─── Material for this exercise ───

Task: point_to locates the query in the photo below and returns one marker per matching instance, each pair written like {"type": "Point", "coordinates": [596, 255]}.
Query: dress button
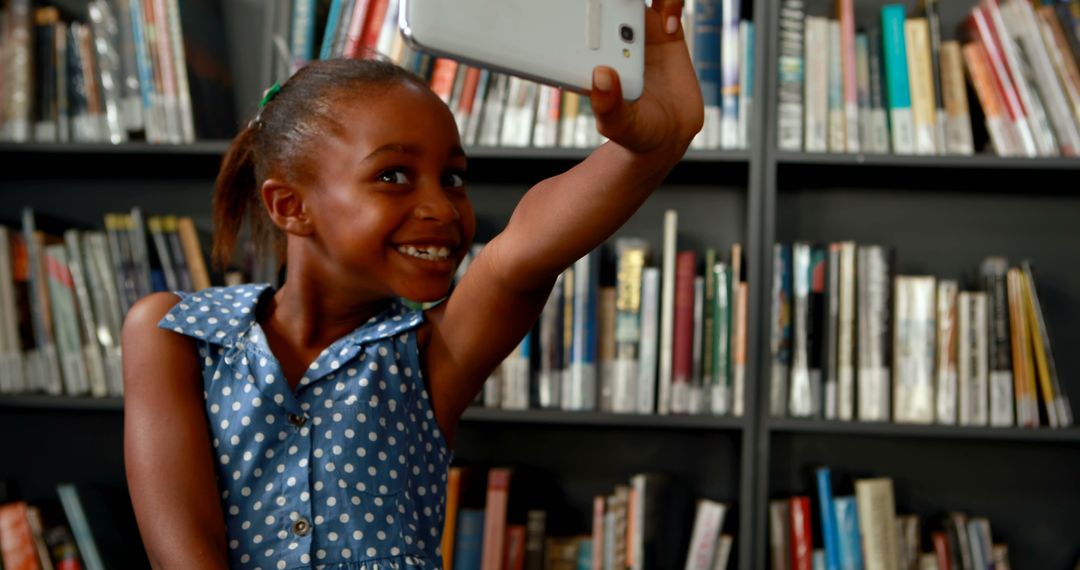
{"type": "Point", "coordinates": [301, 527]}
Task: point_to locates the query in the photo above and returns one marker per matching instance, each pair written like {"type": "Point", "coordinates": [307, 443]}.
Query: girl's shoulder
{"type": "Point", "coordinates": [214, 314]}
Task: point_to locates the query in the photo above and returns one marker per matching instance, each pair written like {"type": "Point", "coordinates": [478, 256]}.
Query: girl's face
{"type": "Point", "coordinates": [390, 207]}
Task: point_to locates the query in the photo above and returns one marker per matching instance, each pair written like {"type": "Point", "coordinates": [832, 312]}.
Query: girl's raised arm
{"type": "Point", "coordinates": [563, 218]}
{"type": "Point", "coordinates": [166, 444]}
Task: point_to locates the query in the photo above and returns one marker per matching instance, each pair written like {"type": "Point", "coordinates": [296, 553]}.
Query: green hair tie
{"type": "Point", "coordinates": [270, 94]}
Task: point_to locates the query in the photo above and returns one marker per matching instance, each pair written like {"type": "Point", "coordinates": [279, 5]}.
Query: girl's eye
{"type": "Point", "coordinates": [454, 180]}
{"type": "Point", "coordinates": [396, 176]}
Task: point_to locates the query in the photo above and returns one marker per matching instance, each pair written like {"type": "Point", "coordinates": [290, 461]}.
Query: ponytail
{"type": "Point", "coordinates": [279, 139]}
{"type": "Point", "coordinates": [234, 195]}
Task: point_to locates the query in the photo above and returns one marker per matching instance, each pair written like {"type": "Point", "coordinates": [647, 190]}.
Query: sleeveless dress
{"type": "Point", "coordinates": [348, 472]}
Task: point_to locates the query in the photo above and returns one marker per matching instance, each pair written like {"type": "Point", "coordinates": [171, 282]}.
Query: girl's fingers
{"type": "Point", "coordinates": [671, 11]}
{"type": "Point", "coordinates": [611, 111]}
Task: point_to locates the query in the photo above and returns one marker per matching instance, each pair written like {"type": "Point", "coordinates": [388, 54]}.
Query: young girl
{"type": "Point", "coordinates": [326, 409]}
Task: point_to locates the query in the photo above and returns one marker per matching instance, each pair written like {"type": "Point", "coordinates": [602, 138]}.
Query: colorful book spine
{"type": "Point", "coordinates": [898, 89]}
{"type": "Point", "coordinates": [850, 81]}
{"type": "Point", "coordinates": [729, 73]}
{"type": "Point", "coordinates": [707, 25]}
{"type": "Point", "coordinates": [829, 528]}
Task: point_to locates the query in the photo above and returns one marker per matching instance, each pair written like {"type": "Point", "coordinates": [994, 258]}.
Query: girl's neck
{"type": "Point", "coordinates": [310, 316]}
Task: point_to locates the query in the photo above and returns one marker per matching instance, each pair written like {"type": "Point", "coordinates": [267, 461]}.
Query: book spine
{"type": "Point", "coordinates": [729, 73]}
{"type": "Point", "coordinates": [863, 80]}
{"type": "Point", "coordinates": [873, 340]}
{"type": "Point", "coordinates": [933, 28]}
{"type": "Point", "coordinates": [707, 26]}
{"type": "Point", "coordinates": [1024, 140]}
{"type": "Point", "coordinates": [849, 541]}
{"type": "Point", "coordinates": [720, 396]}
{"type": "Point", "coordinates": [781, 329]}
{"type": "Point", "coordinates": [745, 81]}
{"type": "Point", "coordinates": [837, 130]}
{"type": "Point", "coordinates": [849, 65]}
{"type": "Point", "coordinates": [945, 392]}
{"type": "Point", "coordinates": [958, 138]}
{"type": "Point", "coordinates": [879, 118]}
{"type": "Point", "coordinates": [914, 350]}
{"type": "Point", "coordinates": [817, 85]}
{"type": "Point", "coordinates": [920, 79]}
{"type": "Point", "coordinates": [683, 333]}
{"type": "Point", "coordinates": [800, 399]}
{"type": "Point", "coordinates": [877, 524]}
{"type": "Point", "coordinates": [801, 539]}
{"type": "Point", "coordinates": [667, 312]}
{"type": "Point", "coordinates": [829, 529]}
{"type": "Point", "coordinates": [847, 334]}
{"type": "Point", "coordinates": [791, 63]}
{"type": "Point", "coordinates": [649, 336]}
{"type": "Point", "coordinates": [898, 90]}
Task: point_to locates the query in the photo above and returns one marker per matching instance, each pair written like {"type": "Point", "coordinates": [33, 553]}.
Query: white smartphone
{"type": "Point", "coordinates": [550, 41]}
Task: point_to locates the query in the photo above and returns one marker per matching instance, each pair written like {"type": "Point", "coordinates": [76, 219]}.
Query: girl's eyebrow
{"type": "Point", "coordinates": [408, 148]}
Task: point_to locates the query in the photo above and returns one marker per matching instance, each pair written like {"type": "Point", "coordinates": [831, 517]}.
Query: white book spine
{"type": "Point", "coordinates": [914, 350]}
{"type": "Point", "coordinates": [817, 85]}
{"type": "Point", "coordinates": [667, 312]}
{"type": "Point", "coordinates": [846, 335]}
{"type": "Point", "coordinates": [800, 399]}
{"type": "Point", "coordinates": [946, 370]}
{"type": "Point", "coordinates": [647, 353]}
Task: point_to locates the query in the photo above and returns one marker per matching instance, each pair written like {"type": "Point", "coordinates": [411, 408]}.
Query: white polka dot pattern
{"type": "Point", "coordinates": [348, 472]}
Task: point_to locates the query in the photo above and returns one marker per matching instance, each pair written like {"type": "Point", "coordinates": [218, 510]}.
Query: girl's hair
{"type": "Point", "coordinates": [279, 143]}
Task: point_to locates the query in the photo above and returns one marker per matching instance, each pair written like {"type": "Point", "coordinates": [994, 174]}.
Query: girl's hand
{"type": "Point", "coordinates": [670, 111]}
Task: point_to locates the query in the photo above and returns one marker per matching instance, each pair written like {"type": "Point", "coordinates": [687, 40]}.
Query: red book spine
{"type": "Point", "coordinates": [686, 266]}
{"type": "Point", "coordinates": [373, 24]}
{"type": "Point", "coordinates": [801, 538]}
{"type": "Point", "coordinates": [442, 78]}
{"type": "Point", "coordinates": [941, 551]}
{"type": "Point", "coordinates": [515, 547]}
{"type": "Point", "coordinates": [352, 45]}
{"type": "Point", "coordinates": [984, 30]}
{"type": "Point", "coordinates": [495, 518]}
{"type": "Point", "coordinates": [598, 511]}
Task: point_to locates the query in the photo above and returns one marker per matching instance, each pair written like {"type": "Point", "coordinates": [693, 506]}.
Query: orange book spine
{"type": "Point", "coordinates": [495, 518]}
{"type": "Point", "coordinates": [450, 525]}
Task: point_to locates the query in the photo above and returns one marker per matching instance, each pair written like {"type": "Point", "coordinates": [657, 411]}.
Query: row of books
{"type": "Point", "coordinates": [118, 70]}
{"type": "Point", "coordinates": [901, 87]}
{"type": "Point", "coordinates": [629, 337]}
{"type": "Point", "coordinates": [64, 294]}
{"type": "Point", "coordinates": [497, 109]}
{"type": "Point", "coordinates": [505, 518]}
{"type": "Point", "coordinates": [863, 530]}
{"type": "Point", "coordinates": [852, 340]}
{"type": "Point", "coordinates": [82, 530]}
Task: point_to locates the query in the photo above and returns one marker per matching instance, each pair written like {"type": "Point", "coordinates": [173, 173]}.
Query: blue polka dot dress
{"type": "Point", "coordinates": [347, 472]}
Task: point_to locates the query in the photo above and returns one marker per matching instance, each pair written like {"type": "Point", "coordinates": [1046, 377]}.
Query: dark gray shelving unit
{"type": "Point", "coordinates": [943, 215]}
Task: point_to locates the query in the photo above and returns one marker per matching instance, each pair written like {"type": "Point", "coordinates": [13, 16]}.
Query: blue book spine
{"type": "Point", "coordinates": [729, 82]}
{"type": "Point", "coordinates": [898, 90]}
{"type": "Point", "coordinates": [585, 555]}
{"type": "Point", "coordinates": [706, 49]}
{"type": "Point", "coordinates": [304, 31]}
{"type": "Point", "coordinates": [469, 543]}
{"type": "Point", "coordinates": [850, 541]}
{"type": "Point", "coordinates": [332, 24]}
{"type": "Point", "coordinates": [828, 526]}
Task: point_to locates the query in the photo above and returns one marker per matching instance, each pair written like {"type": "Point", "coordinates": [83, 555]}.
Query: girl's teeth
{"type": "Point", "coordinates": [430, 253]}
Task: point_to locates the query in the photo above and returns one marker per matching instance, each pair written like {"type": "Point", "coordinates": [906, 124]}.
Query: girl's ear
{"type": "Point", "coordinates": [286, 207]}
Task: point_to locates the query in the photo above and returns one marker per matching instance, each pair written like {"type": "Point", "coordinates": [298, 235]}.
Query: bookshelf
{"type": "Point", "coordinates": [943, 214]}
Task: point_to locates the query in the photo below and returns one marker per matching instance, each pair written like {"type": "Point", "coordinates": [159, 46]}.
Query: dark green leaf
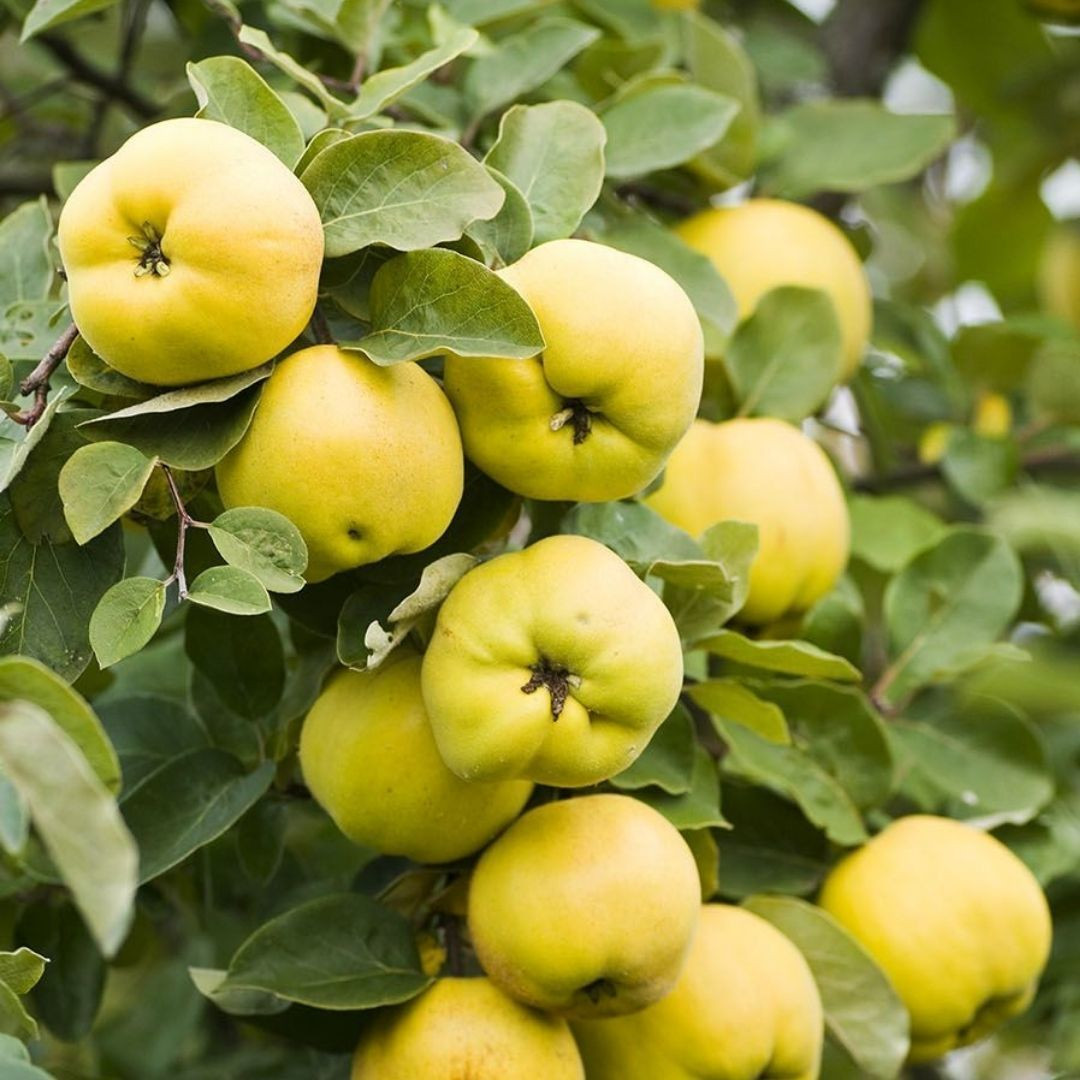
{"type": "Point", "coordinates": [76, 817]}
{"type": "Point", "coordinates": [862, 1010]}
{"type": "Point", "coordinates": [851, 146]}
{"type": "Point", "coordinates": [554, 154]}
{"type": "Point", "coordinates": [265, 543]}
{"type": "Point", "coordinates": [946, 605]}
{"type": "Point", "coordinates": [785, 359]}
{"type": "Point", "coordinates": [667, 761]}
{"type": "Point", "coordinates": [48, 593]}
{"type": "Point", "coordinates": [404, 189]}
{"type": "Point", "coordinates": [243, 661]}
{"type": "Point", "coordinates": [432, 302]}
{"type": "Point", "coordinates": [230, 91]}
{"type": "Point", "coordinates": [659, 126]}
{"type": "Point", "coordinates": [99, 484]}
{"type": "Point", "coordinates": [343, 952]}
{"type": "Point", "coordinates": [188, 802]}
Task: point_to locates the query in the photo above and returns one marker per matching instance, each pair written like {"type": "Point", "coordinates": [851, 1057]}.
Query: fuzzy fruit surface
{"type": "Point", "coordinates": [596, 414]}
{"type": "Point", "coordinates": [954, 918]}
{"type": "Point", "coordinates": [1060, 271]}
{"type": "Point", "coordinates": [466, 1029]}
{"type": "Point", "coordinates": [744, 1008]}
{"type": "Point", "coordinates": [370, 760]}
{"type": "Point", "coordinates": [364, 460]}
{"type": "Point", "coordinates": [769, 473]}
{"type": "Point", "coordinates": [555, 664]}
{"type": "Point", "coordinates": [765, 243]}
{"type": "Point", "coordinates": [585, 907]}
{"type": "Point", "coordinates": [191, 254]}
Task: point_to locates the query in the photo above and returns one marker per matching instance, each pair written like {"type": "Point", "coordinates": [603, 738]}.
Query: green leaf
{"type": "Point", "coordinates": [554, 153]}
{"type": "Point", "coordinates": [90, 370]}
{"type": "Point", "coordinates": [257, 38]}
{"type": "Point", "coordinates": [245, 663]}
{"type": "Point", "coordinates": [76, 817]}
{"type": "Point", "coordinates": [45, 14]}
{"type": "Point", "coordinates": [26, 269]}
{"type": "Point", "coordinates": [863, 1012]}
{"type": "Point", "coordinates": [700, 610]}
{"type": "Point", "coordinates": [977, 468]}
{"type": "Point", "coordinates": [507, 237]}
{"type": "Point", "coordinates": [663, 125]}
{"type": "Point", "coordinates": [265, 543]}
{"type": "Point", "coordinates": [952, 598]}
{"type": "Point", "coordinates": [699, 807]}
{"type": "Point", "coordinates": [787, 658]}
{"type": "Point", "coordinates": [386, 86]}
{"type": "Point", "coordinates": [667, 761]}
{"type": "Point", "coordinates": [718, 62]}
{"type": "Point", "coordinates": [186, 439]}
{"type": "Point", "coordinates": [1053, 381]}
{"type": "Point", "coordinates": [125, 619]}
{"type": "Point", "coordinates": [48, 593]}
{"type": "Point", "coordinates": [188, 802]}
{"type": "Point", "coordinates": [848, 145]}
{"type": "Point", "coordinates": [342, 952]}
{"type": "Point", "coordinates": [839, 729]}
{"type": "Point", "coordinates": [435, 583]}
{"type": "Point", "coordinates": [98, 484]}
{"type": "Point", "coordinates": [984, 756]}
{"type": "Point", "coordinates": [728, 699]}
{"type": "Point", "coordinates": [522, 62]}
{"type": "Point", "coordinates": [770, 848]}
{"type": "Point", "coordinates": [26, 679]}
{"type": "Point", "coordinates": [404, 189]}
{"type": "Point", "coordinates": [431, 302]}
{"type": "Point", "coordinates": [887, 530]}
{"type": "Point", "coordinates": [707, 291]}
{"type": "Point", "coordinates": [231, 590]}
{"type": "Point", "coordinates": [148, 731]}
{"type": "Point", "coordinates": [22, 969]}
{"type": "Point", "coordinates": [785, 359]}
{"type": "Point", "coordinates": [230, 91]}
{"type": "Point", "coordinates": [794, 773]}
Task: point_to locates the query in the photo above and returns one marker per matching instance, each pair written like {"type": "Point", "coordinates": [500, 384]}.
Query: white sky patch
{"type": "Point", "coordinates": [1061, 190]}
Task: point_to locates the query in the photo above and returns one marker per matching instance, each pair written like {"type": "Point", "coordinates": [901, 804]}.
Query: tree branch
{"type": "Point", "coordinates": [90, 75]}
{"type": "Point", "coordinates": [37, 381]}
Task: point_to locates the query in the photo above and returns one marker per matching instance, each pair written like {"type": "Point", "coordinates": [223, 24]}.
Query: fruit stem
{"type": "Point", "coordinates": [37, 381]}
{"type": "Point", "coordinates": [557, 680]}
{"type": "Point", "coordinates": [576, 414]}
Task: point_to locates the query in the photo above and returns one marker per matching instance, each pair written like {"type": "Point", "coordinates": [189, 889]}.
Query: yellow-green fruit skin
{"type": "Point", "coordinates": [365, 460]}
{"type": "Point", "coordinates": [623, 339]}
{"type": "Point", "coordinates": [954, 918]}
{"type": "Point", "coordinates": [1060, 273]}
{"type": "Point", "coordinates": [370, 761]}
{"type": "Point", "coordinates": [765, 243]}
{"type": "Point", "coordinates": [585, 907]}
{"type": "Point", "coordinates": [242, 239]}
{"type": "Point", "coordinates": [466, 1029]}
{"type": "Point", "coordinates": [565, 602]}
{"type": "Point", "coordinates": [769, 473]}
{"type": "Point", "coordinates": [744, 1008]}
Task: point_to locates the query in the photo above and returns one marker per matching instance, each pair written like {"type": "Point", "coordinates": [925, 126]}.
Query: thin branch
{"type": "Point", "coordinates": [90, 75]}
{"type": "Point", "coordinates": [37, 381]}
{"type": "Point", "coordinates": [184, 522]}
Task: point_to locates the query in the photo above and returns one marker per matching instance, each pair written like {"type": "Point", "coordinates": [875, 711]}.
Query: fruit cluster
{"type": "Point", "coordinates": [553, 665]}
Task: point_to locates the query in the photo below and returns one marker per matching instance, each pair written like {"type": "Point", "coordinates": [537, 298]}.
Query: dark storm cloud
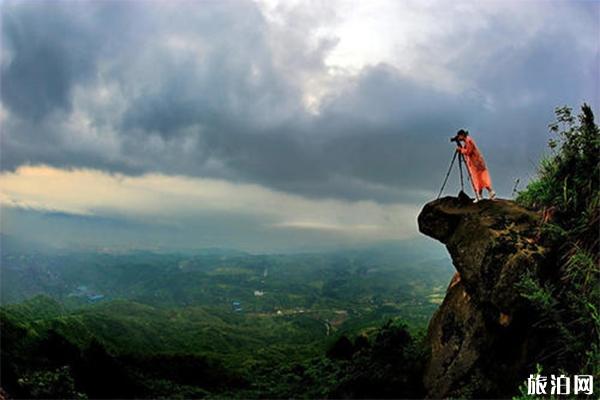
{"type": "Point", "coordinates": [202, 89]}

───

* Work order *
With "below" as the word to match, copy each line of the records that has it.

* Task solution *
Task: point_to locates the query in the photo below and returns one marker per matching instance, each pair written like {"type": "Point", "coordinates": [596, 255]}.
Task: point_to locates the query in the photo below and returns one marker per matching instance, each pair written like {"type": "Point", "coordinates": [159, 46]}.
Task: point_to locates the query in the photo below and returns one marker per matching instance, each pair written like {"type": "Point", "coordinates": [537, 298]}.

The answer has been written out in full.